Copy exactly the lines from the one containing "Where can you see the man's eyeglasses" through the last line of the records, both included, and nothing more.

== EXERCISE INPUT ==
-=-=-=-=-

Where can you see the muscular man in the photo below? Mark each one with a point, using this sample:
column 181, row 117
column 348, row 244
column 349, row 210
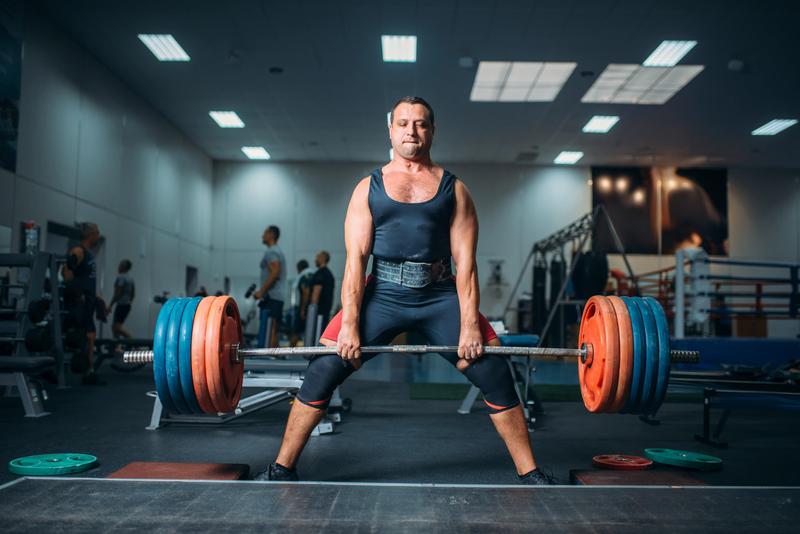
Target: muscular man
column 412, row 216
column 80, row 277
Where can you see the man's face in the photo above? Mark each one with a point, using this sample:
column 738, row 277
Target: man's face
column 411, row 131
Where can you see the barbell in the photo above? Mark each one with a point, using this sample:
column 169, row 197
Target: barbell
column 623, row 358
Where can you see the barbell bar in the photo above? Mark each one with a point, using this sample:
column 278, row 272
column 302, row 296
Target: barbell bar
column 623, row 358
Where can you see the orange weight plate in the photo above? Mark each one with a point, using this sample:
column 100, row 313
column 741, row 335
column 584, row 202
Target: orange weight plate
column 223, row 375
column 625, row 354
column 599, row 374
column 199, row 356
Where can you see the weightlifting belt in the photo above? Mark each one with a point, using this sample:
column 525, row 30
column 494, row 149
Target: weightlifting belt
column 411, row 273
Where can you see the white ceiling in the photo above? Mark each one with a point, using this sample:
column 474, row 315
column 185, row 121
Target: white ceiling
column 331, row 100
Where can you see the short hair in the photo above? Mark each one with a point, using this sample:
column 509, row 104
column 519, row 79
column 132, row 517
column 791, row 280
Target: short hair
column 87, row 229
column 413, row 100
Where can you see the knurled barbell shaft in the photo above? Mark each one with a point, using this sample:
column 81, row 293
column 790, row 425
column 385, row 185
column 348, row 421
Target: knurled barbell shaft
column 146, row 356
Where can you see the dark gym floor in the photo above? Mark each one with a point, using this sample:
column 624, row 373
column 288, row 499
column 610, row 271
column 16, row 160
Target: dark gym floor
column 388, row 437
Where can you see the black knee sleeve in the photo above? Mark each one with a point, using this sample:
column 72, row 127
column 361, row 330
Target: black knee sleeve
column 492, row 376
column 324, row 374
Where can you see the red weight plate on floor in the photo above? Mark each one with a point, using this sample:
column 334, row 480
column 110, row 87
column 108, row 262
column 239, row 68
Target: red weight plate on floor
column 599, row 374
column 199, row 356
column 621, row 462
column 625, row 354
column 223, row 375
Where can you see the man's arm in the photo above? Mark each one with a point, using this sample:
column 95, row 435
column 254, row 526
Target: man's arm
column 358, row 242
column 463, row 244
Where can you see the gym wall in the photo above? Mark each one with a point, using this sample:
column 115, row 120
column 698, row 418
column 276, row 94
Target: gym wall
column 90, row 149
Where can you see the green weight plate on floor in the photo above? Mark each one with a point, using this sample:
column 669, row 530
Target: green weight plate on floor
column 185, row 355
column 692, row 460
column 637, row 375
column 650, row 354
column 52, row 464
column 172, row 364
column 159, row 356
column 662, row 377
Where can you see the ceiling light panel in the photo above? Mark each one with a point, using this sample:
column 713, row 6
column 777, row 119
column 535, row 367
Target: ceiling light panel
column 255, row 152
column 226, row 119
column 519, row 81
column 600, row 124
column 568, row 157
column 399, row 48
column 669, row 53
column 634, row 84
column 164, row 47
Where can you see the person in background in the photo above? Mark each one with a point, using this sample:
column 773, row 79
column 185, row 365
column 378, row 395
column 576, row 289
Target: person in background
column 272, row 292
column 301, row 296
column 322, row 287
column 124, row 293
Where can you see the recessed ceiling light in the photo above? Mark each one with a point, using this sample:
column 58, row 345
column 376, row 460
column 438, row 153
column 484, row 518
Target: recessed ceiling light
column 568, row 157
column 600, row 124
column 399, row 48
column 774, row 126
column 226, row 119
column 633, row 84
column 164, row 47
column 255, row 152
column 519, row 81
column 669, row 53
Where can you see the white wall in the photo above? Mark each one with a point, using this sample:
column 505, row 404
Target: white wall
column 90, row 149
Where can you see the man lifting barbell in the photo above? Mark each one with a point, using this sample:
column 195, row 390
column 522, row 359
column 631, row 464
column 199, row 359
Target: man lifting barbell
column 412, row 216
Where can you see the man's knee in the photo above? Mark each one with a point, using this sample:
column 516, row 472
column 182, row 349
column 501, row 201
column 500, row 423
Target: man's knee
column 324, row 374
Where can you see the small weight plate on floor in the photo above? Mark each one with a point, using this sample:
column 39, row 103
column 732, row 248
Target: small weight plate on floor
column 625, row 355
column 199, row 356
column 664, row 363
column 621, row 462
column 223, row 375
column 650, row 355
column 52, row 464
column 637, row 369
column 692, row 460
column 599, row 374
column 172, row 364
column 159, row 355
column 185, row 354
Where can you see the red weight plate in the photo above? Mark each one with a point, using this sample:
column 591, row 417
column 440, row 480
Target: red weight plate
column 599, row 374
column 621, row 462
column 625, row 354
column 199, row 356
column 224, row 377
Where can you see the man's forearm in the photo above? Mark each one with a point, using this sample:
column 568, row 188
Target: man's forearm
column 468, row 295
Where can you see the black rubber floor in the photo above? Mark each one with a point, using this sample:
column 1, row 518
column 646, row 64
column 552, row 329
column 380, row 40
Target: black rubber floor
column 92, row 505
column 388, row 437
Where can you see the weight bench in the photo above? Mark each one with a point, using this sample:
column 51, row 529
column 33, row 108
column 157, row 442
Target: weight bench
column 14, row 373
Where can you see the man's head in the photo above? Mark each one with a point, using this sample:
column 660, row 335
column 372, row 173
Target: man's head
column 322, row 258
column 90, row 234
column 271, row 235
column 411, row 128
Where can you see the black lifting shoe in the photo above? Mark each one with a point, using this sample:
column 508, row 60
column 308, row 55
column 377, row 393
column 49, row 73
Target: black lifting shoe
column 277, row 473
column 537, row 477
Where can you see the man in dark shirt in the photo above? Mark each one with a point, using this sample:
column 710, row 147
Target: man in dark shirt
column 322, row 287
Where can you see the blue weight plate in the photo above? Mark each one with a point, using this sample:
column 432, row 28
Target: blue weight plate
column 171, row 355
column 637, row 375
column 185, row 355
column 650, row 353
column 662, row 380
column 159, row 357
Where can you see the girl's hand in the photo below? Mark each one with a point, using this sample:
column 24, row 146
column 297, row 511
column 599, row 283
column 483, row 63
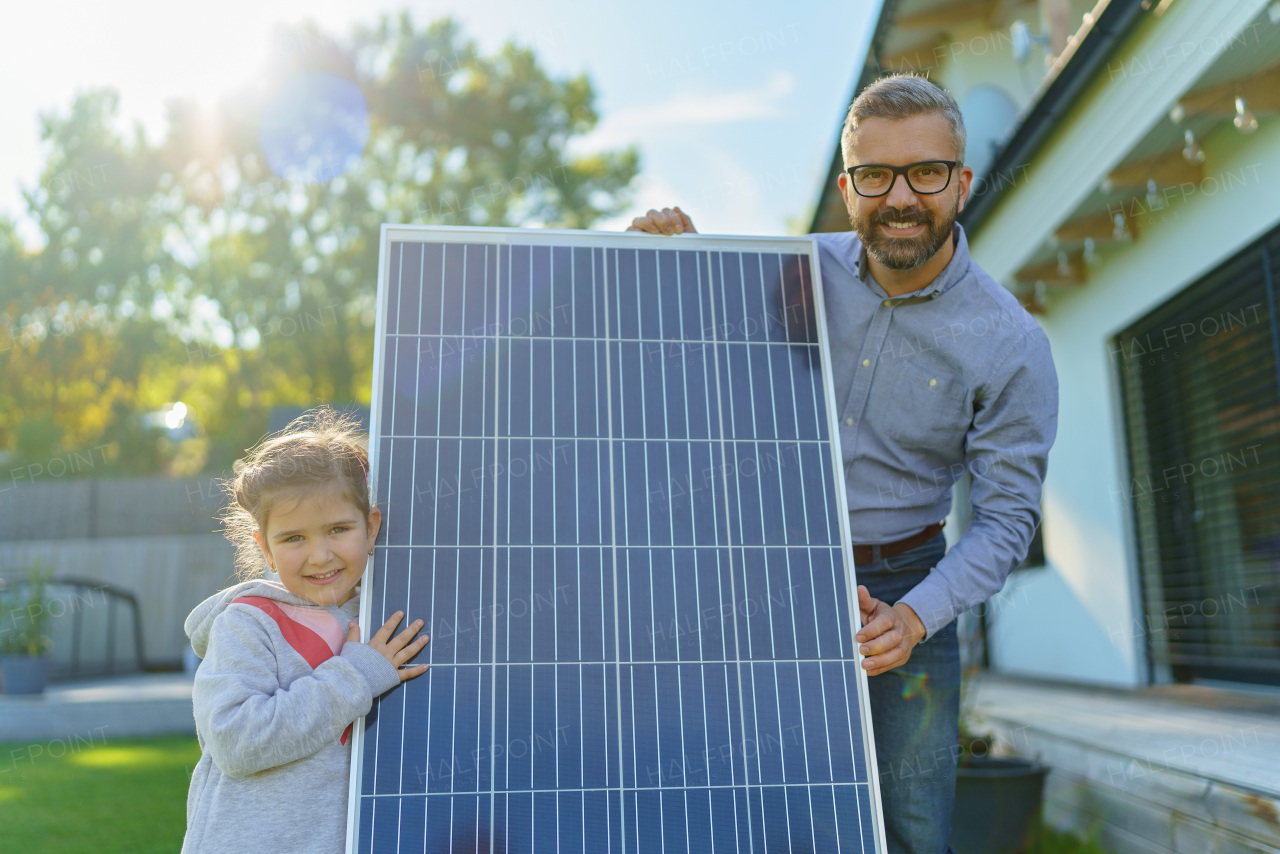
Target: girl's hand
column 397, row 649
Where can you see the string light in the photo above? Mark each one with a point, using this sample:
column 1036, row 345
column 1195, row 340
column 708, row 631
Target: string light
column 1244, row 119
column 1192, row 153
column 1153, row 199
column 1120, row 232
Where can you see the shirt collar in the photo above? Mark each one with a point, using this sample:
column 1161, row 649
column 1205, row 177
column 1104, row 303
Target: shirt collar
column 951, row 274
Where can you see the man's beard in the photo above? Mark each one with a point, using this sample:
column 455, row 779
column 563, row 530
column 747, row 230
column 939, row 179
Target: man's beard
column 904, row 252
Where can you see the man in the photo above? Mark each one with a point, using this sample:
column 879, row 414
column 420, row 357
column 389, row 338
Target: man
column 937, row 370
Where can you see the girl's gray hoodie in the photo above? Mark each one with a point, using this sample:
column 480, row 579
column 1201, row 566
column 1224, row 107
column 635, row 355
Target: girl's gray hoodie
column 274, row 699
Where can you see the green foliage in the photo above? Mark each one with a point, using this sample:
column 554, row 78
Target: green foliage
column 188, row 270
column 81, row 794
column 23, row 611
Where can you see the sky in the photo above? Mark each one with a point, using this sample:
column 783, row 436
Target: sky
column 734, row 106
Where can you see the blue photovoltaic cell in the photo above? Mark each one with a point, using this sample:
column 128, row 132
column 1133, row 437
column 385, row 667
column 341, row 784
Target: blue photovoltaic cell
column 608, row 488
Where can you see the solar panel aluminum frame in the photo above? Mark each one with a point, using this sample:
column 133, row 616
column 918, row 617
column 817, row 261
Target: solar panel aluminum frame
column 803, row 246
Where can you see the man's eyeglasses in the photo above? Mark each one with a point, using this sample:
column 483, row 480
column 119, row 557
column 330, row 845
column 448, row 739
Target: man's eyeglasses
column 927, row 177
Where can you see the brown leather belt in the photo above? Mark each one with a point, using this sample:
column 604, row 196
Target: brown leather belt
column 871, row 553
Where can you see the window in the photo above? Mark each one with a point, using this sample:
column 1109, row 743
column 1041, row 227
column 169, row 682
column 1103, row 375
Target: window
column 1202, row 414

-=-=-=-=-

== ANSWER ==
Where can you see the man's eyeglasses in the photo above? Mark each one with a point, using this sample:
column 483, row 480
column 119, row 557
column 330, row 845
column 448, row 739
Target: man's eyeglasses
column 927, row 177
Where can you see the brown leather belt in the photo above? Mark each one with a point, using this sample:
column 604, row 196
Target: brown leather belt
column 871, row 553
Where can you see the window in the photo above? Mark each one with a point, using this sample:
column 1109, row 743
column 1041, row 227
column 169, row 682
column 1103, row 375
Target: window
column 1202, row 414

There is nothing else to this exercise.